Questions on the material ▸
(1) In the passage on board oversight of cybersecurity, rewrite the part from "By asking the" up to and including "buck that trend?", putting "chief information security officer" in place of "CISO".
(2) According to the passage on board oversight of cybersecurity, what share of surveyed cybersecurity professionals think CISO participation with executive management and boards of directors is at the right level?

Encourage your board as they review the information provided by the CISO to ask for relevant specific examples and documentation. While your fellow board members might not know the underpinnings of cybersecurity, they will have a fresh point of view around the resources and implementation of these processes. For instance, a comprehensive incident response plan should be thoroughly documented and readable for all involved parties so that they are aware of their role during a security incident.

By asking the CISO these probing questions, verifying the responses, having a knowledgeable senior executive or board member sponsors, and partnering with a trusted cybersecurity advisor, your organization will have a defined understanding of its cyber risks and will be prepared to make informed investment decisions.

Next Steps

Only 44 percent of cybersecurity professionals surveyed by the Enterprise Strategy Group and the Information Systems Security Association believe that CISO participation with executive management and boards of directors is at the right level. Clearly, more needs to be done to inform risk-based cybersecurity decision making as well as deeper integration of SecOps into core IT and development responsibilities. How can you buck that trend?

After the 90-day report from the CISO is a perfect time to discuss the answers to these questions. Follow up with your CISO to identify areas of concern and where more support from the board or executives might be needed for them to succeed. An ongoing dialog is critical, and will fine-tune cyber-risk management. It will also allow management to make informed technology investments, identify what training needs to happen, and provide ongoing cybersecurity governance aligned to risk tolerance and business goals.

The time is now for boards to improve the quality of dialogue with CISOs. Initial conversations and expectation-setting will minimize the possibility of overlooking cyber risk that could be detrimental to the corporation and its shareholders, while also making sure that everyone involved in the oversight of security gets on the same page.

(Items from a data source)
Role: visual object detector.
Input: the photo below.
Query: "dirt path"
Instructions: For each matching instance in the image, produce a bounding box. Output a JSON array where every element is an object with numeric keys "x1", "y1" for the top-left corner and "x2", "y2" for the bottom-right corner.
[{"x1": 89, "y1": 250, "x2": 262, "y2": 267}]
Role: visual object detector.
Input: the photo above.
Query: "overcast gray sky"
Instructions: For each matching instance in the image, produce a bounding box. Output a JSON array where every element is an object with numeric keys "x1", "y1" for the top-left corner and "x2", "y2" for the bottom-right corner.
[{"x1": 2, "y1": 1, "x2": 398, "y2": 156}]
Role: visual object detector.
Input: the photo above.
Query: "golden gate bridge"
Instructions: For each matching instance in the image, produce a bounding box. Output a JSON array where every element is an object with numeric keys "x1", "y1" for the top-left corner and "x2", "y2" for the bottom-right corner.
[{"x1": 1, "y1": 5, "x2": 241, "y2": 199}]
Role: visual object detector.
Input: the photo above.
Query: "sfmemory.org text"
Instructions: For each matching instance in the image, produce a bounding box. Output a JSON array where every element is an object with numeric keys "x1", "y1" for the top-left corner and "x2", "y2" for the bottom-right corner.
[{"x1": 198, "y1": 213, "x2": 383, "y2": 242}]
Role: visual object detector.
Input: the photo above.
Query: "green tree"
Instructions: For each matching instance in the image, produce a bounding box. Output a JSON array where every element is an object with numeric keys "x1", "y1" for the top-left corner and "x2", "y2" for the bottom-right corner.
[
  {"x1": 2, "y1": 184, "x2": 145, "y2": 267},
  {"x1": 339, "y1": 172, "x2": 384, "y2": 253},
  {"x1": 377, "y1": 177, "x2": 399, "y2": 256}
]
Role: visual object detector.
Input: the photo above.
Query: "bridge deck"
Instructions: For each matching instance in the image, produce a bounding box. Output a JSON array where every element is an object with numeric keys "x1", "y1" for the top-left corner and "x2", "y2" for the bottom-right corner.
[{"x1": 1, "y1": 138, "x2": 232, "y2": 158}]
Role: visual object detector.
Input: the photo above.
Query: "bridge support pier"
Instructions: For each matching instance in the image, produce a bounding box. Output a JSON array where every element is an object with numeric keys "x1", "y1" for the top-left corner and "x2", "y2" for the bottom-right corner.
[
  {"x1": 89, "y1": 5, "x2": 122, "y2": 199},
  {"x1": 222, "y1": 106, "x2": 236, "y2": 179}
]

Outputs in order ▸
(1)
By asking the chief information security officer these probing questions, verifying the responses, having a knowledgeable senior executive or board member sponsors, and partnering with a trusted cybersecurity advisor, your organization will have a defined understanding of its cyber risks and will be prepared to make informed investment decisions.

Next Steps

Only 44 percent of cybersecurity professionals surveyed by the Enterprise Strategy Group and the Information Systems Security Association believe that chief information security officer participation with executive management and boards of directors is at the right level. Clearly, more needs to be done to inform risk-based cybersecurity decision making as well as deeper integration of SecOps into core IT and development responsibilities. How can you buck that trend?

(2) 44 percent